TO BE DONE>
(1) In the blog post about New Year's resolutions, recast the paragraph beginning "I turned off the computer" as a shorter bulleted list that keeps its main facts.
(2) Carry on the blog post about 2012 resolutions, starting after its final sentence.

PROVIDED TEXT>
■ ■ ■ ■ ■

January 2nd, 2012

resolution: zero.

I’ve been sitting here trying to write my 2012 resolutions.

I’ve been observing the people I follow on Twitter or Pinterest making pretty planners for all that will happen in 2012 and typing out spreadsheets with specific itineraries and checkpoints. Typically, I would be participating. I am an overachiever, and therefore tend to be ambitious with my New Year’s resolutions (all fifteen of them). I would be cataloging all the books I intend to read and creative or physical achievements I hope to accomplish, complete with color coded spreadsheets.

But this year, I’m not.

I’ve been staring at a blank Scrivener document for days. At least two days. I’ve written down things I hope to do, and then I have deleted them just as quickly. I have found myself unable to write anything after “My resolution this year is…”

I turned off the computer, and reflected on 2011. I had some serious ups and downs. 2011 was the year I ran my first 5k, cut all my hair off, decided to move to South Korea, didn’t eat meat for 10 months, wrote a novel, learned how to use oil paints, sold my car, found out what “laid-off” means, simplified, got a tomato tattoo, met a bunch of bloggers on a solo trip to Chicago, and officially moved in with Jared.

■ ■ ■ ■ ■

EXTRACTED RECORDS>
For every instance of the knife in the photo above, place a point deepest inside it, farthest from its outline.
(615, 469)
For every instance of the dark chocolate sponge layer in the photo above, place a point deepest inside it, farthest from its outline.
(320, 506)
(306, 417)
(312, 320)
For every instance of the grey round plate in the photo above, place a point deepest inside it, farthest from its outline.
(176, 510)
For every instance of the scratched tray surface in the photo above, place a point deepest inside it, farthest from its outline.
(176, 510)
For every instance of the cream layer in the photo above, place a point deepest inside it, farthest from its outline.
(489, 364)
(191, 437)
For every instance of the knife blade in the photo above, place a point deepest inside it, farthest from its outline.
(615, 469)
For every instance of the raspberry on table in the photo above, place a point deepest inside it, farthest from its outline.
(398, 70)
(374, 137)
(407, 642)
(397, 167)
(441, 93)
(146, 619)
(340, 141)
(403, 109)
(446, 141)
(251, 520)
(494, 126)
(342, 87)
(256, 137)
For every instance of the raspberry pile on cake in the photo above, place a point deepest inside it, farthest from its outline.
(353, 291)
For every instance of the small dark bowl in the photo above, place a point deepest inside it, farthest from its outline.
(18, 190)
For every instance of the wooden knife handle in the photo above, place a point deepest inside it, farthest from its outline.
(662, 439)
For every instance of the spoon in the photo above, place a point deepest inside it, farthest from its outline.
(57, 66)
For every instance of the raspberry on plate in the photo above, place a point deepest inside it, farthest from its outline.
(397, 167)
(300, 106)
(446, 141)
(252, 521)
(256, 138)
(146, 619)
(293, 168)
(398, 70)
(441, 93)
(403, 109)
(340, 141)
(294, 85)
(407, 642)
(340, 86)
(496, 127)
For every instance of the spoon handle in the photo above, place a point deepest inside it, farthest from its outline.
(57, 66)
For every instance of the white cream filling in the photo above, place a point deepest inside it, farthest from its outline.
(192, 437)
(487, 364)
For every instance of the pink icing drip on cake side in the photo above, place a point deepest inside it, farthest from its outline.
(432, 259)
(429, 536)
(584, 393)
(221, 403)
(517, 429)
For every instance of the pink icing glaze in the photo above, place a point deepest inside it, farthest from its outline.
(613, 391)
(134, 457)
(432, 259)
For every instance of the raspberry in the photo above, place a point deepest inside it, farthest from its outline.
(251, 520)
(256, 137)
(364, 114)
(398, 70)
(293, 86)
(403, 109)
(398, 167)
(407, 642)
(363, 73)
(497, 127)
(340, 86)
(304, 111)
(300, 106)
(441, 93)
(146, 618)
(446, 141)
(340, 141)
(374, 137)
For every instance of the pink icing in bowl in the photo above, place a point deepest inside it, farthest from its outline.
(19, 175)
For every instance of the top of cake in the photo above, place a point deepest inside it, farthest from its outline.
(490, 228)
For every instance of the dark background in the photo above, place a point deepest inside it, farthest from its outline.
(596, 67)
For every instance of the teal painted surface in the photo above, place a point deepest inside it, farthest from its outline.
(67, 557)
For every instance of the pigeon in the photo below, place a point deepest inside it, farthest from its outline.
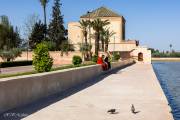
(133, 110)
(111, 111)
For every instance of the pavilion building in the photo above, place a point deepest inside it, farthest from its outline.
(118, 42)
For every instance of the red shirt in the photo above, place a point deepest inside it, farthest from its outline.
(100, 60)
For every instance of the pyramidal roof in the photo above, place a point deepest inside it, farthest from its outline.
(101, 12)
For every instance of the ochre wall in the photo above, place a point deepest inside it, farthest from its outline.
(116, 25)
(56, 55)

■ ■ ■ ■ ■

ANSWERS TO THE PROBLEMS>
(1)
- Turned off the computer and reflected on 2011, a year of serious ups and downs
- Ran a first 5k
- Cut off all hair
- Decided to move to South Korea
- Went 10 months without eating meat
- Wrote a novel
- Learned to use oil paints
- Sold the car
- Found out what "laid-off" means
- Simplified
- Got a tomato tattoo
- Met a bunch of bloggers on a solo trip to Chicago
- Officially moved in with Jared

(2)
None of these things were carefully planned, or outlined. I didn’t plan on losing my job, in fact, at the beginning of 2011 had you asked me about work I probably would have assumed I would be doing the same thing in 2012. But I am not, and I am so much happier.

That’s when I realized: maybe this year my goal is to have no goals. Maybe I just need to let life happen and stop trying to plan. Maybe I need to finally take some time to focus on ME and making myself happy instead of trying to please everyone else.

The first day of 2012 has already been life-changing. I can feel new possibilities vibrating on the horizon. Of course, there are still things I want to do, and changes I want to make — and this doesn’t mean I won’t do them. It does mean, if it happens, it happens — no pressure, no stress, no spreadsheets.

So if we are going to toast the new year: Here’s to a year without resolutions or plans. Here’s to being undefined and imperfect. Here’s to less stress, relaxation, and doing what I want to for once. Here’s to you and me and happiness.

  • mouldyCat

    i like this. :)

  • http://todayimbobbi.blogspot.com bobbi

    Oh, I love this…so, so much. I have so many questions (how was south korea? can you be my no-meat life coach? cherry tomato or other?), but I think the no goals makes room for the really exciting stuff to happen. Congrats on what I’m sure will be an amazing year for you! :)

    • http://www.ageektragedy.net Abby

      Well, we are actually leaving in February. We just started planning the trip. Yes, feel free to ask me anything. And “other.” Thanks, love.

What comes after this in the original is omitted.